** BEGIN Available records **

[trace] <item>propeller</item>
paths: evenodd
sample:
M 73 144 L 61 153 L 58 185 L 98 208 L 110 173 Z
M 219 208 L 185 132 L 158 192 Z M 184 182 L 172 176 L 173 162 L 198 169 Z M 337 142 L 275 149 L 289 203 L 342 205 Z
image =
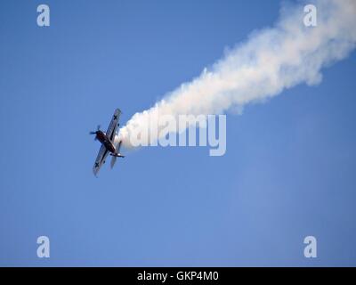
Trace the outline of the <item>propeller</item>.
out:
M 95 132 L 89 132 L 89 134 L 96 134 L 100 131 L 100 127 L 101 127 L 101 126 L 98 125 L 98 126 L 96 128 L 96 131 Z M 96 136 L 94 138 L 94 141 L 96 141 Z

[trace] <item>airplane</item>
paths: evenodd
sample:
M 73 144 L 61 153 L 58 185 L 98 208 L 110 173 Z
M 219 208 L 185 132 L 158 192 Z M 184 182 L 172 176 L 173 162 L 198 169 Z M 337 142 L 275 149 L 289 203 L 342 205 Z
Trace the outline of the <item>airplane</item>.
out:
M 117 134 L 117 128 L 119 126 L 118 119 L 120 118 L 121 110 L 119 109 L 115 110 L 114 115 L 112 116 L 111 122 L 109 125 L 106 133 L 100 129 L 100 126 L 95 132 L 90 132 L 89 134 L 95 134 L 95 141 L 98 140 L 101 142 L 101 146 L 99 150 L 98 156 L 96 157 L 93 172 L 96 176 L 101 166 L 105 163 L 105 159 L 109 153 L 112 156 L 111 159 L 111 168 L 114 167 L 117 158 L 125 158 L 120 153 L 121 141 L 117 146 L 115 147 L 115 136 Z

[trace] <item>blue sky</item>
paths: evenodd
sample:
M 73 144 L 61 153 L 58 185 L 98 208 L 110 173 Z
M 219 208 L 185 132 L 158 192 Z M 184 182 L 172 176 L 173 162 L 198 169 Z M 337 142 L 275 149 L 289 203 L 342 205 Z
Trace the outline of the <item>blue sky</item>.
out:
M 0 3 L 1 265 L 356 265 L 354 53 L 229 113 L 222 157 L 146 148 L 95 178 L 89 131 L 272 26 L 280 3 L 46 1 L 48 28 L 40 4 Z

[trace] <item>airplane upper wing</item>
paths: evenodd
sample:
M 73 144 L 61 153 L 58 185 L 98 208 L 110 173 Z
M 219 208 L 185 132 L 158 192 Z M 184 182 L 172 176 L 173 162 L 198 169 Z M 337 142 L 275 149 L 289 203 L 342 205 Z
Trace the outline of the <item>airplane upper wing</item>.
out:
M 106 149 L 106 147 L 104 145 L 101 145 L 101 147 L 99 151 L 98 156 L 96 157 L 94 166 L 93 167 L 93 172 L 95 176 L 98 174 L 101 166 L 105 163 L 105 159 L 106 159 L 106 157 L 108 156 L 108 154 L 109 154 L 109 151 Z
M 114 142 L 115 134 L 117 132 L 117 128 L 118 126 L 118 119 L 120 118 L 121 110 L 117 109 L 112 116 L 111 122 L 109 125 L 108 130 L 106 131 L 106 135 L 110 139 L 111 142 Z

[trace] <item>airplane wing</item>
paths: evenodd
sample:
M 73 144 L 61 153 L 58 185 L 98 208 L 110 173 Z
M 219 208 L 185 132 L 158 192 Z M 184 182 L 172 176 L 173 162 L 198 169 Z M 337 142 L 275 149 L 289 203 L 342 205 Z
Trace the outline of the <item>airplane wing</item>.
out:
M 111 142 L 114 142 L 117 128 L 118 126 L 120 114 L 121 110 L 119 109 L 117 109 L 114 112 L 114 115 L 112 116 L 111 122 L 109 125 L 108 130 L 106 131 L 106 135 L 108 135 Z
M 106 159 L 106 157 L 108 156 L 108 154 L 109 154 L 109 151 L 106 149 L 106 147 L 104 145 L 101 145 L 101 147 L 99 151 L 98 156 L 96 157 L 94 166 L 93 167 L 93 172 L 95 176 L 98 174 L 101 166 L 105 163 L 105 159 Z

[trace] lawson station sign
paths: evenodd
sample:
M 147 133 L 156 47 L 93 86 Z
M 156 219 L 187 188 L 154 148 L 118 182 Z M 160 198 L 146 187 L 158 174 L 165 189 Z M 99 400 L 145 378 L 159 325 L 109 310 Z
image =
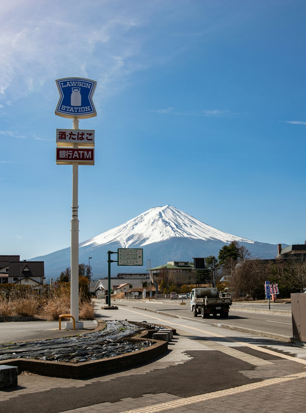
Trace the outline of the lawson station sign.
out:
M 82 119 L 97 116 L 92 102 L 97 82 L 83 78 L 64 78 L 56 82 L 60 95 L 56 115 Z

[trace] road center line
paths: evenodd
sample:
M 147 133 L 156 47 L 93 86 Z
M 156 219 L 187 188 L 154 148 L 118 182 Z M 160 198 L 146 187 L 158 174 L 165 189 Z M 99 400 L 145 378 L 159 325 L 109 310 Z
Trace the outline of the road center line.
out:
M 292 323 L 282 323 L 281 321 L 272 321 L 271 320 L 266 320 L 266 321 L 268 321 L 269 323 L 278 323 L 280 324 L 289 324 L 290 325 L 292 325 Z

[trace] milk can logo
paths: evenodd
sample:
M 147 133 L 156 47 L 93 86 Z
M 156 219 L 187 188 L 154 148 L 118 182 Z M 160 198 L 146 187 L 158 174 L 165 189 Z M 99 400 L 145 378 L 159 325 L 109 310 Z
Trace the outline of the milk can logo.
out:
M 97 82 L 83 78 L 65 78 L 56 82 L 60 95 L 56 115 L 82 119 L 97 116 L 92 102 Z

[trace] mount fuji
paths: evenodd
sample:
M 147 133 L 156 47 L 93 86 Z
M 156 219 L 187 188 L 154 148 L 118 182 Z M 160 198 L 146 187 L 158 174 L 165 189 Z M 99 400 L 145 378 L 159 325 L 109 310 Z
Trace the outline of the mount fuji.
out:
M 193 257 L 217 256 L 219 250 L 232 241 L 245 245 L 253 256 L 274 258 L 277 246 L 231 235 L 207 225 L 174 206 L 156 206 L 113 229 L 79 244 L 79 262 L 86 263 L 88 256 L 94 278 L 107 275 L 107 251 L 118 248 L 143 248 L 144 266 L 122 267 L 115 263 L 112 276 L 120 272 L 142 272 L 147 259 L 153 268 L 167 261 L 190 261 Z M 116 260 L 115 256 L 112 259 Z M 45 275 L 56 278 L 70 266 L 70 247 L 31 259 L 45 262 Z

** END Available records **
** BEGIN Available records **

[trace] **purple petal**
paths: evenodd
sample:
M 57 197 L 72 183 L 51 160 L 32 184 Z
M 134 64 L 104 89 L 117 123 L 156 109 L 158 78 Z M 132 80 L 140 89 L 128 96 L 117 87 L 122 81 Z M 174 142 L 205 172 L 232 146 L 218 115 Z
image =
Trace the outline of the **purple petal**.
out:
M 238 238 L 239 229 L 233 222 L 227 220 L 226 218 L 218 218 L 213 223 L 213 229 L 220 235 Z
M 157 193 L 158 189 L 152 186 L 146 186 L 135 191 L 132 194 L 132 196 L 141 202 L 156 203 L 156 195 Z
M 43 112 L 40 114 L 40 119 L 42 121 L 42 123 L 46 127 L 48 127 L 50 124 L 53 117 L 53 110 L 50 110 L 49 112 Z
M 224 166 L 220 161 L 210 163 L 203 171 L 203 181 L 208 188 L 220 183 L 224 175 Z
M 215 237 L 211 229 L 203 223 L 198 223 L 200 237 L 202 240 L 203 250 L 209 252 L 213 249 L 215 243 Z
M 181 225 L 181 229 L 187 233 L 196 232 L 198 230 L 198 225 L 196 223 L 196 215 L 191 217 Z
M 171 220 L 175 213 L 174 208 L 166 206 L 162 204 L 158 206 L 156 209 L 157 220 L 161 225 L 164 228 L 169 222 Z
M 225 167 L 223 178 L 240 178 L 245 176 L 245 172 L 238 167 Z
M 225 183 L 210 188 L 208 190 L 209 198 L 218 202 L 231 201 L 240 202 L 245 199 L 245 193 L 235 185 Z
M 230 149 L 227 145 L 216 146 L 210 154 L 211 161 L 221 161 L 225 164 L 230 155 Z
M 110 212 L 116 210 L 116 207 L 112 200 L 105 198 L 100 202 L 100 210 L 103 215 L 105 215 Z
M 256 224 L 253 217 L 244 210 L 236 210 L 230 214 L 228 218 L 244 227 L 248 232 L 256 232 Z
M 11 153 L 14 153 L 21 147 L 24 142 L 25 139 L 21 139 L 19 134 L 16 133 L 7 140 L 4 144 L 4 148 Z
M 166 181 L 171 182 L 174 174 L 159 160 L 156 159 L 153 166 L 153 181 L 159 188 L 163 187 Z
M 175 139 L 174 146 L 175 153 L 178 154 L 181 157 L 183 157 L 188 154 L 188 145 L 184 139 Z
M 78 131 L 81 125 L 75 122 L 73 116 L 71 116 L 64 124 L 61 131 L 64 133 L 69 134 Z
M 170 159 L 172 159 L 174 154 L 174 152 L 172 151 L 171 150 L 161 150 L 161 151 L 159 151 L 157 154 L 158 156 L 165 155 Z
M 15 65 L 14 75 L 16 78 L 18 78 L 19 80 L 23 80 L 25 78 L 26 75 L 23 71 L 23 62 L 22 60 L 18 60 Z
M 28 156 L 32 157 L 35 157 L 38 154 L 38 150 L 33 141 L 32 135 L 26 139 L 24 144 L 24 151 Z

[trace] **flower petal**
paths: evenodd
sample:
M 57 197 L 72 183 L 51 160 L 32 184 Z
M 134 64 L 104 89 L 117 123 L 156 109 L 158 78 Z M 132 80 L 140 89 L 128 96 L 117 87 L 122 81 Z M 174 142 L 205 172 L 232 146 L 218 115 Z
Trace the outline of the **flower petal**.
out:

** END Available records **

Work to complete: Copy the lines of the records above exactly as they appear, starting with the line that contains "[trace] **purple petal**" and ending with the line that contains "M 225 167 L", both of those lines included.

Response:
[trace] **purple petal**
paths: evenodd
sample:
M 57 197 L 72 183 L 51 160 L 32 184 Z
M 134 64 L 104 89 L 117 123 L 156 109 L 158 78 Z M 132 80 L 140 89 L 128 96 L 117 87 L 122 81 Z M 174 142 L 205 172 L 232 146 L 218 115 Z
image =
Trace the outline of the **purple petal**.
out:
M 238 238 L 239 229 L 233 222 L 227 220 L 226 218 L 218 218 L 213 223 L 213 229 L 220 235 Z
M 157 193 L 158 189 L 152 186 L 146 186 L 135 191 L 132 194 L 132 196 L 141 202 L 156 203 L 156 195 Z
M 43 112 L 40 114 L 40 119 L 42 121 L 42 123 L 46 127 L 48 127 L 50 124 L 53 117 L 53 110 L 50 110 L 49 112 Z
M 224 166 L 220 161 L 210 163 L 203 171 L 203 181 L 208 188 L 220 183 L 224 175 Z
M 215 237 L 211 229 L 203 223 L 198 223 L 200 237 L 202 240 L 203 250 L 209 252 L 213 249 L 215 243 Z
M 181 225 L 181 229 L 187 233 L 196 232 L 198 230 L 198 225 L 196 223 L 196 215 L 191 217 Z
M 171 220 L 175 213 L 174 208 L 166 206 L 162 204 L 158 206 L 156 209 L 157 220 L 161 225 L 164 228 L 169 222 Z
M 225 167 L 223 178 L 240 178 L 245 176 L 245 172 L 238 167 Z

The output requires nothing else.